== Excerpt provided
With COVID case numbers rising again and spreading through some of China’s key industrial centres this month economic activity might be even more severely impacted.
The pressure on Xi to execute what would be a somewhat embarrassing about-face and significantly relax his zero-COVID approach can only mount if China’s already weak economic performance slows further.
Officials have backed away from their target of 5.5 per cent growth in the economy this year, with GDP growth just above three per cent looking more likely. By China’s standards that would be anaemic.
The two biggest depressing influences on China’s economy are its stance on COVID and the continuing implosion of a property sector that used to account for about 30 per cent of its GDP.
The slump in property sales and prices and investment in the sector is continuing despite a range of interventions by the central and local government authorities, including interest rates cuts, subsidies, reduced down-payments and income tax rebates to try to stimulate activity.
====
== Data
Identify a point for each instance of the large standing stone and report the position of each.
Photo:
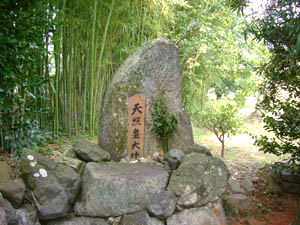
(195, 216)
(54, 187)
(155, 65)
(3, 220)
(90, 152)
(114, 189)
(198, 180)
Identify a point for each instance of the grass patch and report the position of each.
(238, 148)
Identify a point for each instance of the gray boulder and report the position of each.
(27, 215)
(114, 189)
(53, 187)
(11, 214)
(90, 152)
(12, 189)
(6, 172)
(78, 221)
(248, 184)
(155, 221)
(195, 216)
(235, 187)
(74, 163)
(153, 66)
(174, 158)
(272, 184)
(199, 149)
(163, 205)
(238, 201)
(198, 180)
(138, 218)
(3, 220)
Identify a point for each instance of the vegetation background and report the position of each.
(57, 58)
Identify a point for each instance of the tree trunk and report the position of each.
(297, 217)
(223, 146)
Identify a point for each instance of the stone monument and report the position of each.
(153, 67)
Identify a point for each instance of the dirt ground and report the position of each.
(269, 209)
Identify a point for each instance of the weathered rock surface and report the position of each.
(11, 188)
(195, 216)
(11, 214)
(272, 183)
(235, 187)
(74, 163)
(154, 221)
(163, 205)
(198, 180)
(138, 218)
(248, 184)
(90, 152)
(155, 65)
(3, 220)
(220, 213)
(78, 221)
(27, 215)
(238, 201)
(199, 149)
(174, 158)
(6, 172)
(54, 187)
(114, 189)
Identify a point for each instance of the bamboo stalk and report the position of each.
(92, 69)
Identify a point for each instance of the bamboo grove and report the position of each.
(59, 56)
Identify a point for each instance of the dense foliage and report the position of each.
(57, 58)
(162, 124)
(279, 28)
(221, 118)
(24, 77)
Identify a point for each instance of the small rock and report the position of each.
(200, 179)
(155, 221)
(239, 201)
(114, 220)
(163, 205)
(139, 218)
(248, 184)
(255, 179)
(78, 221)
(220, 213)
(199, 149)
(3, 220)
(13, 190)
(90, 152)
(272, 184)
(195, 216)
(121, 188)
(10, 211)
(234, 186)
(6, 172)
(174, 158)
(70, 153)
(27, 215)
(53, 187)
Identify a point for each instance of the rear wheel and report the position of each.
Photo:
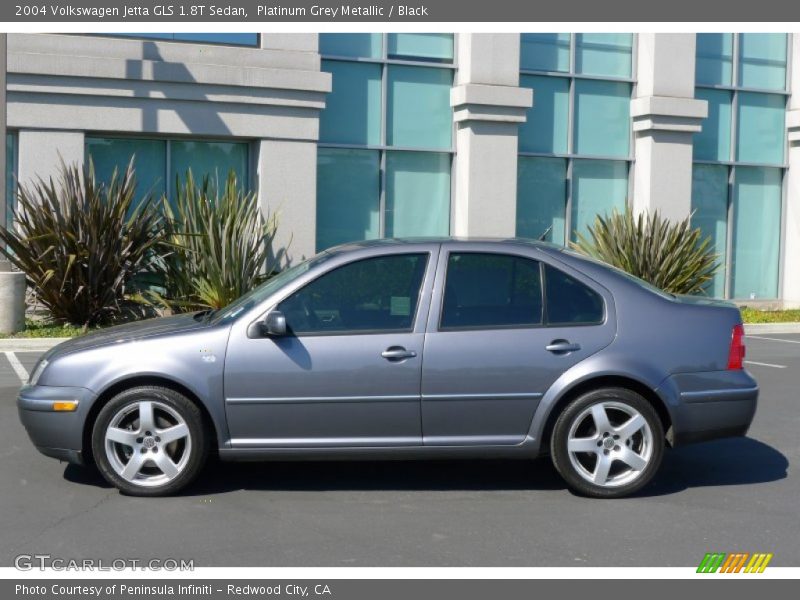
(149, 441)
(608, 443)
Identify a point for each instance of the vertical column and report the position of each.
(488, 107)
(791, 247)
(665, 115)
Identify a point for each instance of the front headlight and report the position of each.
(37, 372)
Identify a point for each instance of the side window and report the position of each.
(570, 302)
(371, 295)
(491, 290)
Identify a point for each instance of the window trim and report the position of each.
(426, 254)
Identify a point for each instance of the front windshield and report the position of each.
(258, 294)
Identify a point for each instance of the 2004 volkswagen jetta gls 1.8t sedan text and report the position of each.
(405, 349)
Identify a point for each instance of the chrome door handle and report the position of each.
(397, 353)
(562, 347)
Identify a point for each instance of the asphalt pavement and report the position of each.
(736, 495)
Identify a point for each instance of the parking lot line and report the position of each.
(18, 367)
(752, 362)
(761, 337)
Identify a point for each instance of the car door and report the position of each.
(493, 348)
(348, 371)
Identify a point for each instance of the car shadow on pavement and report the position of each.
(736, 461)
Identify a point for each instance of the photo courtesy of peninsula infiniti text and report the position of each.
(405, 349)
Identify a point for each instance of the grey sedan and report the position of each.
(410, 349)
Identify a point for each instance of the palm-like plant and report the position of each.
(82, 243)
(219, 244)
(670, 255)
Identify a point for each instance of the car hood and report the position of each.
(130, 332)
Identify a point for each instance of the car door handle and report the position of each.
(397, 353)
(562, 347)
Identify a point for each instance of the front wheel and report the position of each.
(607, 443)
(149, 441)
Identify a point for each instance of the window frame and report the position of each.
(426, 255)
(731, 162)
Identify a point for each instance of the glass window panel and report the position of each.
(762, 60)
(348, 207)
(607, 54)
(546, 127)
(714, 141)
(710, 214)
(602, 118)
(598, 187)
(150, 161)
(208, 159)
(491, 290)
(425, 46)
(352, 113)
(569, 302)
(714, 65)
(542, 198)
(761, 128)
(417, 194)
(371, 295)
(419, 114)
(756, 232)
(357, 45)
(544, 52)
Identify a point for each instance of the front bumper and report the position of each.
(710, 405)
(55, 434)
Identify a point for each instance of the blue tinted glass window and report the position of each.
(417, 194)
(421, 46)
(419, 114)
(761, 127)
(714, 64)
(598, 187)
(150, 160)
(762, 60)
(348, 188)
(710, 214)
(756, 232)
(714, 141)
(546, 128)
(606, 54)
(352, 112)
(356, 45)
(208, 159)
(544, 52)
(602, 118)
(541, 198)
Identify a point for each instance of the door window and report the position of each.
(491, 291)
(374, 295)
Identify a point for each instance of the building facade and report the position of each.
(358, 136)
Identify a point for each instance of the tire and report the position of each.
(615, 459)
(149, 441)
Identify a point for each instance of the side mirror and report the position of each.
(275, 324)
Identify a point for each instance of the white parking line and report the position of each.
(761, 337)
(18, 367)
(752, 362)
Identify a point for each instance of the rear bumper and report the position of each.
(709, 405)
(55, 434)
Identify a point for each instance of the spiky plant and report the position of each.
(670, 255)
(219, 242)
(82, 243)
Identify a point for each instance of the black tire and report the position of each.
(612, 401)
(168, 404)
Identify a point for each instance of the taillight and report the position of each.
(736, 354)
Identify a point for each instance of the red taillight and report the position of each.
(736, 354)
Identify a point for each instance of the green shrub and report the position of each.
(670, 255)
(81, 243)
(218, 242)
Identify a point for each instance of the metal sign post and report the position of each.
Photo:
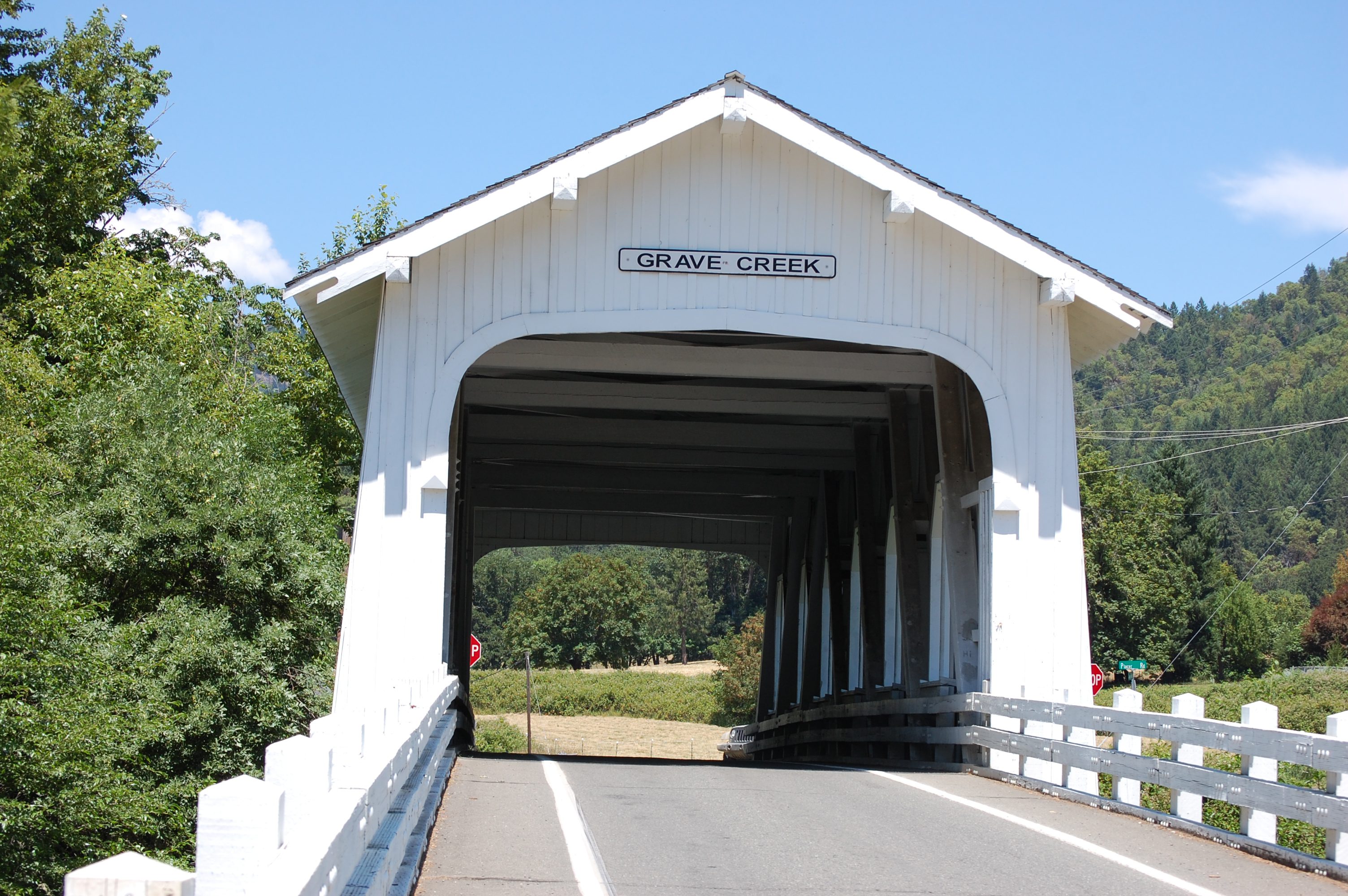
====
**Questions**
**1)** According to the excerpt on China's economy, what growth target for this year have officials backed away from?
**2)** List every intervention that the excerpt on China's economy says central and local government authorities have used to try to stimulate property activity.
The data are unrelated to the excerpt on China's economy.

**Solved problems**
**1)** A target of 5.5 percent growth in the economy.

**2)**
- Interest rate cuts
- Subsidies
- Reduced down-payments
- Income tax rebates